__Work instructions__. Output the lines of the data word for word, starting with the line that contains "segment framed photograph, all instances" and going on through the last line of the data.

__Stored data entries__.

□ □ □ □ □ □ □

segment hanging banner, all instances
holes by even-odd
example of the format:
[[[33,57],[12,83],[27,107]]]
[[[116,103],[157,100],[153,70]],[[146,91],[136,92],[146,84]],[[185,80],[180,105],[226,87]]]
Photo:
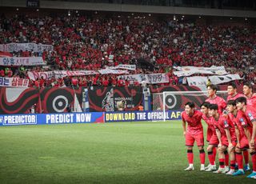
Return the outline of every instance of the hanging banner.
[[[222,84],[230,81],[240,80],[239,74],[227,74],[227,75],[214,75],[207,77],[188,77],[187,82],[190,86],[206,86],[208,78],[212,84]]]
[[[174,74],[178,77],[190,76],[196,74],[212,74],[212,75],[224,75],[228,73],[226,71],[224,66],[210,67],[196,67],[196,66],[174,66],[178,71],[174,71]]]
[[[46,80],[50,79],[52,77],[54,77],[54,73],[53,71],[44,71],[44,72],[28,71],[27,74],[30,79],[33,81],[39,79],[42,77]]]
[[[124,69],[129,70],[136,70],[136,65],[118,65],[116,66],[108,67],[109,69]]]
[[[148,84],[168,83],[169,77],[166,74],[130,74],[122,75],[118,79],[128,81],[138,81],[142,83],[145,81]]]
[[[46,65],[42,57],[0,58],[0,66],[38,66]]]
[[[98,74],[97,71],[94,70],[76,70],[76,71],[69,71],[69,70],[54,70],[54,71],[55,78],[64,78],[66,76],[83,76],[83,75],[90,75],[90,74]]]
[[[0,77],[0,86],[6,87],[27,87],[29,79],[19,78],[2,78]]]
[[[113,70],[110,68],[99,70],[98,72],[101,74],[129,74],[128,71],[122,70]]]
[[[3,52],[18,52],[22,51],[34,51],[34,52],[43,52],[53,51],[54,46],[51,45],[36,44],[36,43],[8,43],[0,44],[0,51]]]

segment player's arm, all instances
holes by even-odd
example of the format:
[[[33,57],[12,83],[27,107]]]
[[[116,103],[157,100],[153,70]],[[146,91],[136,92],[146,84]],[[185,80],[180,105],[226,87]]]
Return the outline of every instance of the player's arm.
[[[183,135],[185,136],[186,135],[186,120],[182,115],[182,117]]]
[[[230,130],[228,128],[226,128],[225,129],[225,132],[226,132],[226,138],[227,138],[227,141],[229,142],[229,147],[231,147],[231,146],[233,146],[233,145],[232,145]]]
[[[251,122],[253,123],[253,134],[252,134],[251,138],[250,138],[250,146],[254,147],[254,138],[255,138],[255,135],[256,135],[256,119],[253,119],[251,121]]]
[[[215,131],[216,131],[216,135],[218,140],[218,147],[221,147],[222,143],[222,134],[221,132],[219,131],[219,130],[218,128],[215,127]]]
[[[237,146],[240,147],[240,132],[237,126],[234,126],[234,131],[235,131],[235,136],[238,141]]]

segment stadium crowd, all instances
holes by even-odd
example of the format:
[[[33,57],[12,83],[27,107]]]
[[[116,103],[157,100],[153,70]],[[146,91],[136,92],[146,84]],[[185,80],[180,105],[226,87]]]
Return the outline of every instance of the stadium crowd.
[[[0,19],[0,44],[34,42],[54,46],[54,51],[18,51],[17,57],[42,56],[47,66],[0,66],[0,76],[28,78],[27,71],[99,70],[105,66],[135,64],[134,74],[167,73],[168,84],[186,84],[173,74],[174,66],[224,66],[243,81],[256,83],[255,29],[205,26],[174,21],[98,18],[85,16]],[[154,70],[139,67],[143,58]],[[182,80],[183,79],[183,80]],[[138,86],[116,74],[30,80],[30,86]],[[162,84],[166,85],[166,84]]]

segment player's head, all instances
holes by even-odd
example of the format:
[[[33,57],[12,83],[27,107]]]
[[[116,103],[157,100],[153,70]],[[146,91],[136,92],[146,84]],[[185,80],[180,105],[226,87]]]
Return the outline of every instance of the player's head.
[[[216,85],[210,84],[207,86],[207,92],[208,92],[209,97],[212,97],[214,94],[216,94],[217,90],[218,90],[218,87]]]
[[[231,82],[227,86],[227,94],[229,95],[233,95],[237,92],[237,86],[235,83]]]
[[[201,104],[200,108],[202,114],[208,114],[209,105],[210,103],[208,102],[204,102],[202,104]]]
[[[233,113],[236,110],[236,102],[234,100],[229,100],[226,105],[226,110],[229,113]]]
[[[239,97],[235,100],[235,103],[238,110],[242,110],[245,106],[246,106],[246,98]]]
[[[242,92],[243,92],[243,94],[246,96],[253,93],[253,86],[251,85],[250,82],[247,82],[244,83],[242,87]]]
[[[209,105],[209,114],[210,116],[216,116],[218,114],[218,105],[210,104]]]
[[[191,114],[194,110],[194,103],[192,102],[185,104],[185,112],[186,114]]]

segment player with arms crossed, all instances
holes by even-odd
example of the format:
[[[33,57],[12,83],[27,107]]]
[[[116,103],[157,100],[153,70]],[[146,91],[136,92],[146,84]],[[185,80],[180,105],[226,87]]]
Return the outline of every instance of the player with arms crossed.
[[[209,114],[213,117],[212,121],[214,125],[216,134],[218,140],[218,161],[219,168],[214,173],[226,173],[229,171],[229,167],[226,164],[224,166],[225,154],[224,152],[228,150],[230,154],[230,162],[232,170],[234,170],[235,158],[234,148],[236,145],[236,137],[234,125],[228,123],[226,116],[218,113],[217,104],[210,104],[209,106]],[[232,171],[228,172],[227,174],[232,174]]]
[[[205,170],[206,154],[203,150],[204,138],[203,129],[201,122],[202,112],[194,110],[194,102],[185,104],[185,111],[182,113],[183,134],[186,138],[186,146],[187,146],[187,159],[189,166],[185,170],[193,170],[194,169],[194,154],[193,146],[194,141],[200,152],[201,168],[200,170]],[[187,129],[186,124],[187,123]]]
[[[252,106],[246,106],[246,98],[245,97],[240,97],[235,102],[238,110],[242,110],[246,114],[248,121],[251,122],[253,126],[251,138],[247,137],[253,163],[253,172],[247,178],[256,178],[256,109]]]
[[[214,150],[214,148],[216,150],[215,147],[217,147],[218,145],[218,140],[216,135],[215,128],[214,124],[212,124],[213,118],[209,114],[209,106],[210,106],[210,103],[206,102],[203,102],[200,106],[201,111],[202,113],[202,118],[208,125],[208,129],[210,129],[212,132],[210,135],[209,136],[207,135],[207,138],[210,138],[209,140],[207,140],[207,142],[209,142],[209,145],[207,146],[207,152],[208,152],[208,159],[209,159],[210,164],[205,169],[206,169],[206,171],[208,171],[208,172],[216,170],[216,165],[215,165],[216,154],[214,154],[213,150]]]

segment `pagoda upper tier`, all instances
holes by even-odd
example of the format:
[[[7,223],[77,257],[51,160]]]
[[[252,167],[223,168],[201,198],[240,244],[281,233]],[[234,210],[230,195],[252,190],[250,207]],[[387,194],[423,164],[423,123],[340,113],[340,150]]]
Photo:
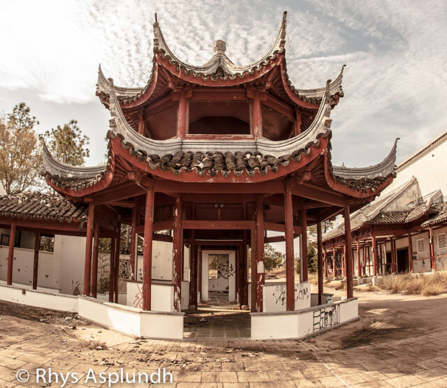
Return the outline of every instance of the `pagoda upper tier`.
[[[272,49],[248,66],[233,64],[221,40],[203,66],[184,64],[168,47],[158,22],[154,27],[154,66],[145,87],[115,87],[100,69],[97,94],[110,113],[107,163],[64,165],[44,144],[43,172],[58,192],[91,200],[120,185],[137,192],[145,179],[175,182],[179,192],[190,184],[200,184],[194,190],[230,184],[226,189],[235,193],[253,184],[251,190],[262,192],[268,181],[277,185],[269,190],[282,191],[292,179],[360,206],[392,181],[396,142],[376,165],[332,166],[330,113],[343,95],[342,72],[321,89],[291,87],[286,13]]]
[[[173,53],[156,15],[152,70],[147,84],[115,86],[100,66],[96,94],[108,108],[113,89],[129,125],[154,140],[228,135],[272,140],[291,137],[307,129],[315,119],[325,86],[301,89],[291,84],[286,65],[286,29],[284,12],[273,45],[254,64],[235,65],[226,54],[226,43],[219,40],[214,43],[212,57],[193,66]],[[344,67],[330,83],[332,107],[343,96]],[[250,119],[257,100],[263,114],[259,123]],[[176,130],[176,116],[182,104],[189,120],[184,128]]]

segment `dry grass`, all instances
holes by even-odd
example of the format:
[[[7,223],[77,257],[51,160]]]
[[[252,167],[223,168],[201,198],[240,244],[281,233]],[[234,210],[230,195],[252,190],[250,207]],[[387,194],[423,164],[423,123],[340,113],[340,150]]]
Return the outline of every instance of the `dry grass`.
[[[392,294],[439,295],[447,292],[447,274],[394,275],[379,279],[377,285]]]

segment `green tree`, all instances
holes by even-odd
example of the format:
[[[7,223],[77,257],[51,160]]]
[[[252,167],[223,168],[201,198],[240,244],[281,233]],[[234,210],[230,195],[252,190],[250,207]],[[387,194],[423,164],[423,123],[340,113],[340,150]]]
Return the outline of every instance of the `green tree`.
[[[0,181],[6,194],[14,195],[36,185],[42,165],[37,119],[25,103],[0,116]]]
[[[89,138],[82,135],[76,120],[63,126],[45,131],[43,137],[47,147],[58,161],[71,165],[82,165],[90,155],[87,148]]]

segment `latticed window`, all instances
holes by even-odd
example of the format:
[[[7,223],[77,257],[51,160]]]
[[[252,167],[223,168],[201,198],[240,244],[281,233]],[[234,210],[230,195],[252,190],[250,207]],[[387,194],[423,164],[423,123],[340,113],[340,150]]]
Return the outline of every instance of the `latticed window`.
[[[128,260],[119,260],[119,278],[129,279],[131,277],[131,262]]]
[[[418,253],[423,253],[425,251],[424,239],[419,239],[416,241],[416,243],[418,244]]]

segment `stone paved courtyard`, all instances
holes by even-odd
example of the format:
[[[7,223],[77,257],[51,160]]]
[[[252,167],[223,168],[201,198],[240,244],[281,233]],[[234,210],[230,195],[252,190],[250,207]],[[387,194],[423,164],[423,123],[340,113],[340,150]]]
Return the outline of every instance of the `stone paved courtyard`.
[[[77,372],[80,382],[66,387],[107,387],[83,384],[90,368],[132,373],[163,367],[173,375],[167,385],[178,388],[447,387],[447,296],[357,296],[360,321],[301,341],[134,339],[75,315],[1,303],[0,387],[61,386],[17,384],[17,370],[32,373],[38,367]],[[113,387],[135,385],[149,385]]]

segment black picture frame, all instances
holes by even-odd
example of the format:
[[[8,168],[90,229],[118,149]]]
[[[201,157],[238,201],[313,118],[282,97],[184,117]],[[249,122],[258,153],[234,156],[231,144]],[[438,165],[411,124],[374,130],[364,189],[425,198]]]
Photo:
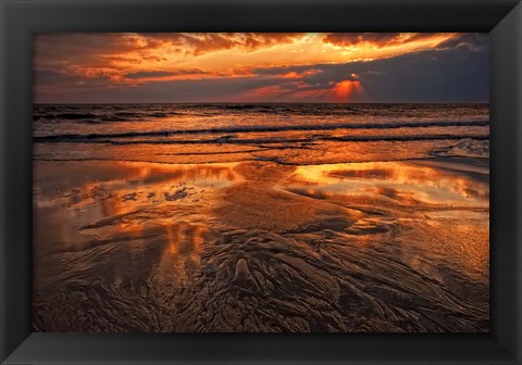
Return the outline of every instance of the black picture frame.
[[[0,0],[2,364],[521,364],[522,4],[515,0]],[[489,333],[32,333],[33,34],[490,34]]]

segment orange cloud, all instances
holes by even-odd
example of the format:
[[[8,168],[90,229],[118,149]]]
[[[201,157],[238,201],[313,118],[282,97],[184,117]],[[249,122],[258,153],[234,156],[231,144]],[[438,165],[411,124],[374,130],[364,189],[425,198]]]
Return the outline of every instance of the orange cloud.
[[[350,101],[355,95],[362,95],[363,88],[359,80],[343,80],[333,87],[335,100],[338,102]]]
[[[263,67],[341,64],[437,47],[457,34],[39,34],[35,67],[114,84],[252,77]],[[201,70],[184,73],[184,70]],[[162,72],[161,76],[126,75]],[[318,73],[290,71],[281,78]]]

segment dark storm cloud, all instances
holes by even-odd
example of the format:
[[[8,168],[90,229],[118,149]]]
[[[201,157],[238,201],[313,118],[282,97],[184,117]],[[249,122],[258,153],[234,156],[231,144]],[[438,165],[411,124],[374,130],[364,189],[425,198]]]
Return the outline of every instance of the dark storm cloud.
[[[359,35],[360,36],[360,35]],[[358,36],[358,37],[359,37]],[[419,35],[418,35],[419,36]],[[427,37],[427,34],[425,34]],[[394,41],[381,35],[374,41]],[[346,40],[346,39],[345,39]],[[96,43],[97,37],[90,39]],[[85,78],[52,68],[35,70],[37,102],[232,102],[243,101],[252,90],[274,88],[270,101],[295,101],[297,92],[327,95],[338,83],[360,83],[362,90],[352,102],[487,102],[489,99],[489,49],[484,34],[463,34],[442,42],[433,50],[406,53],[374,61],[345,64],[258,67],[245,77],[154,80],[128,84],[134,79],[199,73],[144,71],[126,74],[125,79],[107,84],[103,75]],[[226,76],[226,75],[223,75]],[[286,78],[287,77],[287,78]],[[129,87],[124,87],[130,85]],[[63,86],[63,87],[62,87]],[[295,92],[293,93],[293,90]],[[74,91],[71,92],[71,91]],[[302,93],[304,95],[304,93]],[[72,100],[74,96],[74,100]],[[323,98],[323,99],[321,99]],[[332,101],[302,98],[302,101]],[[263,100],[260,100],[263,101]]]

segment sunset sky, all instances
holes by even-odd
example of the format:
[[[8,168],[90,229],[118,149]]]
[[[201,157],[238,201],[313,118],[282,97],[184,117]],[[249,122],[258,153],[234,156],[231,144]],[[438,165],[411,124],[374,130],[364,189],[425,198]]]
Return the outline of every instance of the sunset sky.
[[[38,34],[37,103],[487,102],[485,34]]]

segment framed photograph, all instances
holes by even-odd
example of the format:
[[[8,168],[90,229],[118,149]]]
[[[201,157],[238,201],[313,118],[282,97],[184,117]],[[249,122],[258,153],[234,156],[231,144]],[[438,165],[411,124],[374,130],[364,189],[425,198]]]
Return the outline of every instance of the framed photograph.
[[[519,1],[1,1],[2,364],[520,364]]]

□ □ □ □ □ □ □

__Solution__.
segment framed photograph, all instances
holes by even-odd
example of the format:
[[[8,168],[90,229],[118,149]]]
[[[201,157],[238,201],[313,118],[282,97],[184,117]],[[249,122],[258,153],[234,156],[231,144]],[[438,165],[411,124],[374,130],[364,189],[425,198]]]
Return the outline of every instance of the framed photograph.
[[[519,1],[1,1],[2,364],[520,364]]]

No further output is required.